### Do this
Can you output the mailing list reply word for word from "On Mon, Jun" to "in that time?"?

[Start of Text provided]

From: | Tim <elatllat(at)gmail(dot)com> |
---|---|
To: | Mark Johnson <mark(at)remingtondatabasesolutions(dot)com> |
Cc: | pgsql-admin(at)postgresql(dot)org |
Subject: | Re: tsvector limitations |
Date: | 2011-06-14 01:58:54 |
Message-ID: | BANLkTiniXCCAdwD0qDXb3mqLSSQrzqKSgQ@mail.gmail.com |
Views: | Raw Message | Whole Thread | Download mbox | Resend email |
Thread: | |
Lists: | pgsql-admin |
Mark,
That link is a mirror of this mailing list; it's not from 5 months ago.
If you are in the year 2012 please respond with lottery numbers and the
like.
On Mon, Jun 13, 2011 at 9:43 PM, Mark Johnson <
mark(at)remingtondatabasesolutions(dot)com> wrote:
>
>
> I found another post where you asked the same questions 5 months ago. Have
> you tested in that time?
> http://www.spinics.net/lists/pgsql-admin/msg19438.html
>
>
> A text search vector is an array of distinct lexemes (less any stopwords)

[End of Text provided]
[Start of Extracted data]

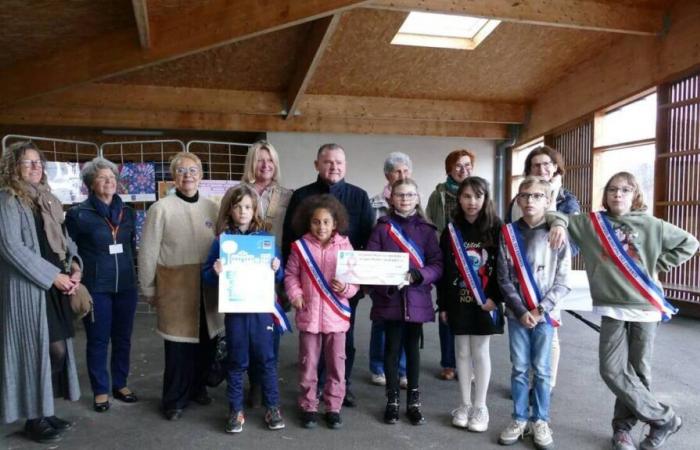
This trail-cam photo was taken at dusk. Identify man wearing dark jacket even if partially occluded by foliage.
[282,144,374,406]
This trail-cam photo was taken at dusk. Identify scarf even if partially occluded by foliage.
[88,193,124,227]
[445,175,459,195]
[22,182,68,261]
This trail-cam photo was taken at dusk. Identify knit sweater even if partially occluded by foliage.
[547,212,698,311]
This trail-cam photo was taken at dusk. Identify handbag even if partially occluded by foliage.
[70,283,94,321]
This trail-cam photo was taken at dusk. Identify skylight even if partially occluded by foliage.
[391,12,501,50]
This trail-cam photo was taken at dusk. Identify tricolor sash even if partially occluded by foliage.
[272,298,292,333]
[501,223,559,327]
[589,212,678,321]
[447,223,498,324]
[386,220,425,269]
[292,239,352,322]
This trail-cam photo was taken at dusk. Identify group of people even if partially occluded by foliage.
[0,141,698,449]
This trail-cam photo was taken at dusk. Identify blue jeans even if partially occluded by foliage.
[83,289,138,395]
[369,320,406,377]
[438,318,457,369]
[508,317,554,422]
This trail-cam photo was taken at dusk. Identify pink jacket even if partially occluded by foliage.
[284,233,359,333]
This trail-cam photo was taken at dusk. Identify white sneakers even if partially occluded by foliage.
[467,406,489,433]
[452,405,472,428]
[498,420,554,450]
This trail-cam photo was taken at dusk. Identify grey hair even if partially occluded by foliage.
[384,152,413,175]
[316,143,345,160]
[80,156,119,190]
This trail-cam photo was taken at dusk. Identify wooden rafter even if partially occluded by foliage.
[131,0,151,49]
[0,0,368,105]
[0,105,508,140]
[287,14,341,118]
[21,83,525,123]
[370,0,663,35]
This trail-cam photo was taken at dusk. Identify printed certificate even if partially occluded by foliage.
[335,250,408,286]
[219,234,275,313]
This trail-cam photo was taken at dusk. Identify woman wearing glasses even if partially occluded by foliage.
[138,152,224,420]
[66,157,138,412]
[425,149,474,380]
[506,145,581,396]
[0,142,82,443]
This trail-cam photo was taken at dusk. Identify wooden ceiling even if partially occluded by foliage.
[0,0,700,139]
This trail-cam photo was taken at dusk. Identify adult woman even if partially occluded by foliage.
[243,141,292,245]
[138,152,224,420]
[369,152,413,389]
[0,142,82,443]
[506,145,581,389]
[425,149,474,380]
[66,158,138,412]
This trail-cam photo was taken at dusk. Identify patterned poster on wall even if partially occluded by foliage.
[45,161,87,205]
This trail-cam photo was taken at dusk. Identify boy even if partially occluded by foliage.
[498,176,571,449]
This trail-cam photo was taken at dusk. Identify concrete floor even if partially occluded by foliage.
[0,302,700,450]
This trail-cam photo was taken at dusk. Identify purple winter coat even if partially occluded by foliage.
[365,214,442,323]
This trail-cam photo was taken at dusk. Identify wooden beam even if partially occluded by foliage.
[131,0,151,49]
[519,0,700,142]
[31,83,526,123]
[0,106,508,140]
[369,0,663,35]
[287,14,341,118]
[0,0,368,105]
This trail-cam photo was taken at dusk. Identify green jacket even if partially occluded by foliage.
[547,212,698,310]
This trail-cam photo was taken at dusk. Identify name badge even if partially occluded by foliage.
[109,244,124,255]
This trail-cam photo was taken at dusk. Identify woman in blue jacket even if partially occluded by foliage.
[66,157,138,412]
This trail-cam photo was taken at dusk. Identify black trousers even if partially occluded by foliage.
[384,320,423,391]
[162,305,216,411]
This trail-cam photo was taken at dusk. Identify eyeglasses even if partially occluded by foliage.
[518,192,545,202]
[19,159,44,169]
[175,166,199,175]
[605,186,634,195]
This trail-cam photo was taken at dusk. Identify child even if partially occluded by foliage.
[202,184,284,433]
[284,194,358,429]
[438,177,503,432]
[497,176,571,449]
[366,178,442,425]
[548,172,698,449]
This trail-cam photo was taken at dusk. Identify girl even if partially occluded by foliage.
[284,194,358,429]
[203,185,284,433]
[548,172,698,449]
[438,177,503,432]
[366,178,442,425]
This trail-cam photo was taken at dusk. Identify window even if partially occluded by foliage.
[391,12,501,50]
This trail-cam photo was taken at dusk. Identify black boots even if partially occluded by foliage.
[384,389,399,424]
[408,389,425,425]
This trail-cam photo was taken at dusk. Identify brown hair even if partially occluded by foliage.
[445,148,476,175]
[0,141,48,208]
[389,178,425,219]
[216,184,269,236]
[603,172,647,211]
[523,145,566,177]
[292,194,348,236]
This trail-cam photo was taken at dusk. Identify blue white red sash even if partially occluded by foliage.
[292,239,352,322]
[386,220,425,269]
[589,212,678,321]
[447,223,498,324]
[501,223,559,327]
[272,296,292,333]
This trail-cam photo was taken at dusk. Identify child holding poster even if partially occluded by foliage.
[202,185,284,433]
[284,194,358,429]
[437,177,503,432]
[366,178,442,425]
[548,172,698,450]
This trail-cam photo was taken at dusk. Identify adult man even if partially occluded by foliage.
[282,144,374,406]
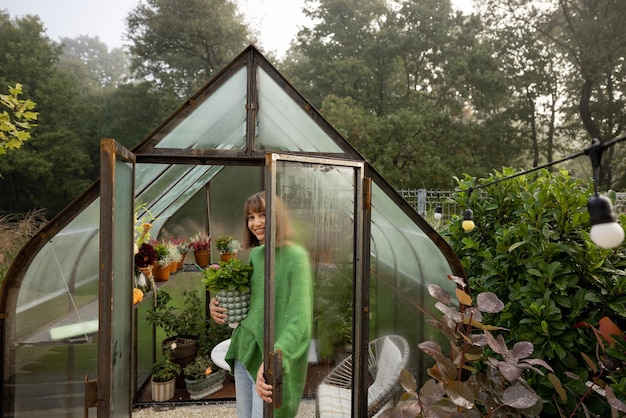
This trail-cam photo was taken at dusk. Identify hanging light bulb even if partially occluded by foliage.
[461,208,475,232]
[587,194,624,248]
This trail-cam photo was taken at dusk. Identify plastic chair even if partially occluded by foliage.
[316,335,409,418]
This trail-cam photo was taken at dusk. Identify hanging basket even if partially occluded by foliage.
[215,290,250,325]
[152,263,171,282]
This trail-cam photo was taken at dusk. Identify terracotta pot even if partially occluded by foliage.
[193,250,211,269]
[139,264,152,279]
[220,253,237,261]
[152,263,170,282]
[151,378,176,402]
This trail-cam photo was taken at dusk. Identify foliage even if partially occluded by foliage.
[0,83,38,155]
[472,0,626,189]
[215,235,241,253]
[442,168,626,415]
[135,203,156,246]
[189,231,212,251]
[135,242,157,267]
[152,343,181,382]
[149,239,174,267]
[198,258,252,293]
[0,210,47,286]
[382,276,552,417]
[183,356,215,380]
[198,320,233,356]
[171,238,189,253]
[314,264,353,357]
[126,0,253,97]
[146,290,204,338]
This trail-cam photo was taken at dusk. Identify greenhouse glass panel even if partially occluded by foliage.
[370,185,455,375]
[155,67,247,150]
[256,68,343,153]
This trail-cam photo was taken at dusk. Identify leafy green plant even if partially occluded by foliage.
[381,276,552,417]
[189,231,212,251]
[442,168,626,415]
[151,343,181,382]
[215,235,241,253]
[146,290,205,337]
[198,258,252,293]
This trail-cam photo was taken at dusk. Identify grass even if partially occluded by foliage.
[0,209,47,286]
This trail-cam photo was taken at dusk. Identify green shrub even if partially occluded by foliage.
[442,168,626,415]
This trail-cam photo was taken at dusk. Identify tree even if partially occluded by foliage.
[59,35,130,88]
[443,168,626,416]
[282,0,526,188]
[127,0,253,97]
[0,83,37,155]
[472,0,626,188]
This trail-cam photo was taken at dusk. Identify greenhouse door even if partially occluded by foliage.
[97,139,135,417]
[264,153,371,418]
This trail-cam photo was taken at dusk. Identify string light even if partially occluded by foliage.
[462,135,626,248]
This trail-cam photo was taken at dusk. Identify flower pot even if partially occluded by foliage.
[139,264,152,279]
[185,370,226,400]
[152,263,170,282]
[220,253,237,261]
[162,337,198,388]
[152,378,176,402]
[215,290,250,325]
[193,250,211,268]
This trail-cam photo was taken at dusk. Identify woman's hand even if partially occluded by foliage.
[255,363,272,403]
[209,298,228,325]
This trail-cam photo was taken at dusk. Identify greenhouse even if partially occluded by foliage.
[0,46,464,418]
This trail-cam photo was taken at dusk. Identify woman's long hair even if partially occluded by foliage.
[241,191,293,248]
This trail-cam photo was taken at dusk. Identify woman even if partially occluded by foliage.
[209,192,313,418]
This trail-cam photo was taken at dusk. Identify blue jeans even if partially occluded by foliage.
[234,359,263,418]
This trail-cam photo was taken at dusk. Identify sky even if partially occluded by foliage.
[0,0,471,58]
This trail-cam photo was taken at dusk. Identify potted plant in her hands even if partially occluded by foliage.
[189,231,211,268]
[183,356,226,400]
[146,290,205,387]
[151,343,181,402]
[215,235,241,261]
[200,258,252,328]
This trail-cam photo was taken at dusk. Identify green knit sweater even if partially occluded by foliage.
[226,245,313,418]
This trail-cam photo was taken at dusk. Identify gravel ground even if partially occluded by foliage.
[132,400,315,418]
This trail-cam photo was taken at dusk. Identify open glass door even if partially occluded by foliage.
[97,139,135,417]
[264,153,370,417]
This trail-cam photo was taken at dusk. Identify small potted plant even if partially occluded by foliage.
[166,241,183,273]
[183,356,226,400]
[146,290,205,387]
[172,238,189,269]
[151,343,181,402]
[200,258,252,327]
[215,235,241,261]
[189,231,211,268]
[135,242,157,292]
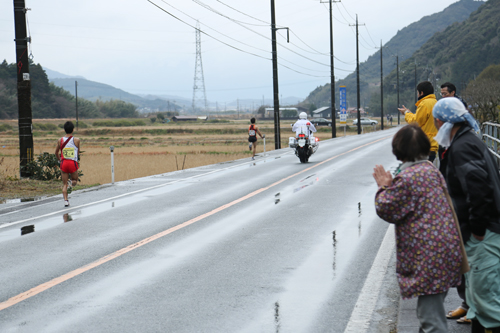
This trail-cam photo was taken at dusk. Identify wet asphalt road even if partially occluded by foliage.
[0,129,399,332]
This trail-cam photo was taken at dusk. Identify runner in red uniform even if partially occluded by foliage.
[56,121,80,207]
[248,118,266,160]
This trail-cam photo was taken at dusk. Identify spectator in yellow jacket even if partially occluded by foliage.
[398,81,438,162]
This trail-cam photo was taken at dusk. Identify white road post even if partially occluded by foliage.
[109,146,115,184]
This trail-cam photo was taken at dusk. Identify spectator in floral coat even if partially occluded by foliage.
[373,124,462,333]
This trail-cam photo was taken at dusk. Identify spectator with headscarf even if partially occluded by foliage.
[433,98,500,332]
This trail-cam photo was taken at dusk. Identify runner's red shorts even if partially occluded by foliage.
[59,160,78,173]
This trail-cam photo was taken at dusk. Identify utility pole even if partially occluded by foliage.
[350,14,364,134]
[75,81,78,131]
[14,0,33,177]
[415,60,418,104]
[380,40,384,130]
[396,54,401,125]
[271,0,281,149]
[320,0,341,138]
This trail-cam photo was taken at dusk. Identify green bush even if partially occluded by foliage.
[22,152,83,180]
[92,118,146,127]
[33,123,58,131]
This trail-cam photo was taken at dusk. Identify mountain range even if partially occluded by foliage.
[303,0,486,108]
[44,67,302,112]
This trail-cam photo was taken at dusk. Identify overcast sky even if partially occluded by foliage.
[0,0,456,103]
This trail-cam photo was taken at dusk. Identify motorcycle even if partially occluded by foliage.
[288,133,319,163]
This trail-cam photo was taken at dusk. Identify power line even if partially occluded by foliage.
[193,0,268,27]
[216,0,271,26]
[365,25,378,48]
[188,0,329,66]
[148,0,349,77]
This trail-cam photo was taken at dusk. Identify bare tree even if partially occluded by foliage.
[462,79,500,123]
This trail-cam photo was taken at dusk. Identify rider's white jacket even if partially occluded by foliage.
[292,119,316,136]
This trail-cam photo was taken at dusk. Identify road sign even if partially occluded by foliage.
[339,86,347,125]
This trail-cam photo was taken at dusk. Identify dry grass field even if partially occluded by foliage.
[0,119,386,189]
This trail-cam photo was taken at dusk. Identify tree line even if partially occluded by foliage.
[0,60,139,119]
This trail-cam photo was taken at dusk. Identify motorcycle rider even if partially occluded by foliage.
[292,112,316,137]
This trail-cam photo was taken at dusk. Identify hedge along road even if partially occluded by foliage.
[0,126,397,332]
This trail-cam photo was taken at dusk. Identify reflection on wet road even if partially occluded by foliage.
[0,130,398,332]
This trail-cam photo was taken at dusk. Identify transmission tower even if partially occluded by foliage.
[193,22,208,112]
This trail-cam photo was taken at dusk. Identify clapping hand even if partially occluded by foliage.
[373,165,392,187]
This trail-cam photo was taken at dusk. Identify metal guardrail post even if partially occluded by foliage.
[109,146,115,184]
[481,122,500,170]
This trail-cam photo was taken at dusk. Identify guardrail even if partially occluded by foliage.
[481,122,500,169]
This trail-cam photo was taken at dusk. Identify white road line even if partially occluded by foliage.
[344,224,396,333]
[0,152,290,229]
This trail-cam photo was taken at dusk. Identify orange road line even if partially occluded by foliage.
[0,136,390,311]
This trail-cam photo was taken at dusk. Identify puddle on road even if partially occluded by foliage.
[15,213,74,240]
[21,224,35,236]
[293,174,319,193]
[358,202,362,237]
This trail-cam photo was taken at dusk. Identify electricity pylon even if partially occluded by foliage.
[193,22,208,112]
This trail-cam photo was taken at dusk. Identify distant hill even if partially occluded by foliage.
[378,0,500,111]
[305,0,482,108]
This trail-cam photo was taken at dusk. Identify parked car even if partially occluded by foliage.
[311,118,332,127]
[352,117,378,125]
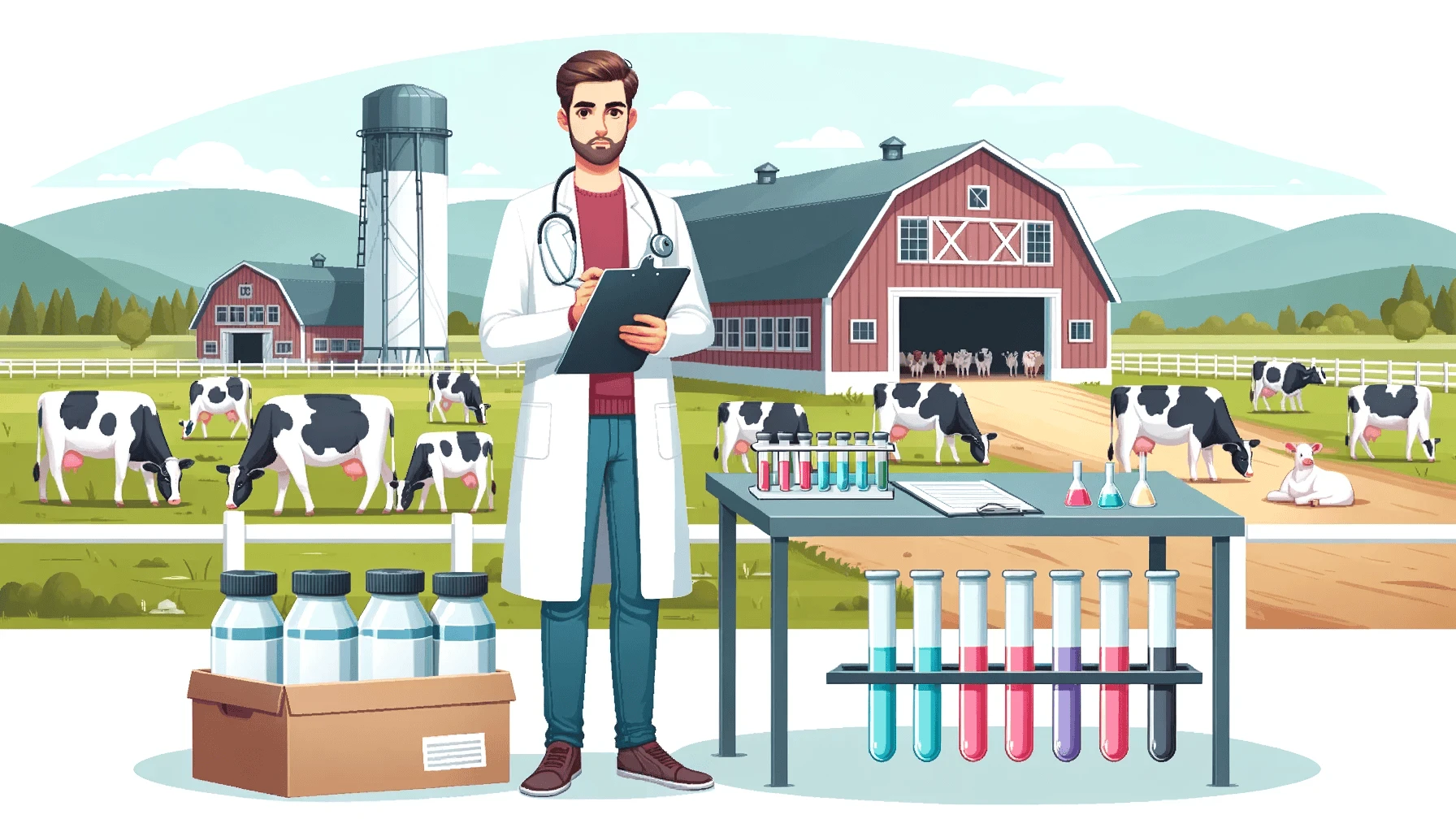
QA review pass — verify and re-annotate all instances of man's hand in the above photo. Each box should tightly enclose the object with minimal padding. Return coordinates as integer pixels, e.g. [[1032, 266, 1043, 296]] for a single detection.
[[620, 314, 667, 356]]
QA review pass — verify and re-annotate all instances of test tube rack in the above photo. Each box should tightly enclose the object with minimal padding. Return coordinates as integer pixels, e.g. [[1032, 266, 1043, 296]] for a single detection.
[[748, 441, 895, 500]]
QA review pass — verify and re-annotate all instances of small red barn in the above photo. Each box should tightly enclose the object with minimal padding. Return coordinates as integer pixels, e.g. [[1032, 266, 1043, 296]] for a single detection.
[[674, 137, 1120, 392], [193, 255, 364, 364]]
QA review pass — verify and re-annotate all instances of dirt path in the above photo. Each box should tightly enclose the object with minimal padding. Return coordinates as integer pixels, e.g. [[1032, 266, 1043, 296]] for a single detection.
[[811, 380, 1456, 628]]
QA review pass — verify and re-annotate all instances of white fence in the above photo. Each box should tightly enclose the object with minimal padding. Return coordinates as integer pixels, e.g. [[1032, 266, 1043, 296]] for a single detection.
[[1112, 353, 1452, 393], [0, 358, 526, 379]]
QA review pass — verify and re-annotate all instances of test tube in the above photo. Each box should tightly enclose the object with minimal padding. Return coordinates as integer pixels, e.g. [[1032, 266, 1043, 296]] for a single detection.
[[814, 433, 834, 491], [910, 570, 945, 762], [1002, 570, 1037, 762], [871, 433, 890, 491], [864, 570, 899, 762], [855, 433, 869, 491], [1096, 570, 1133, 762], [1143, 570, 1178, 762], [956, 570, 991, 762], [834, 431, 849, 491], [1050, 570, 1081, 762]]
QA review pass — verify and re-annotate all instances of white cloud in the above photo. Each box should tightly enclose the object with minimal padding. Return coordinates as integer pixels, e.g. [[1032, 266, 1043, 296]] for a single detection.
[[774, 127, 864, 147], [1022, 141, 1140, 169], [638, 158, 724, 176], [651, 89, 728, 110]]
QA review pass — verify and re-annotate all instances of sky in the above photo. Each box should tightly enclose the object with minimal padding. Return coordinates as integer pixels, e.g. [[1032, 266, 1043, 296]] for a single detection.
[[0, 0, 1456, 236]]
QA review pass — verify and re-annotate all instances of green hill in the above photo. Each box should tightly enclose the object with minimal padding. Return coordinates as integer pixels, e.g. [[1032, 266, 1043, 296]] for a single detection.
[[1096, 210, 1280, 281]]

[End of Extracted data]

### Solution for this problem
On Mon, Jun 13, 2011 at 9:43 PM, Mark Johnson <
mark(at)remingtondatabasesolutions(dot)com> wrote:
>
>
> I found another post where you asked the same questions 5 months ago. Have
> you tested in that time?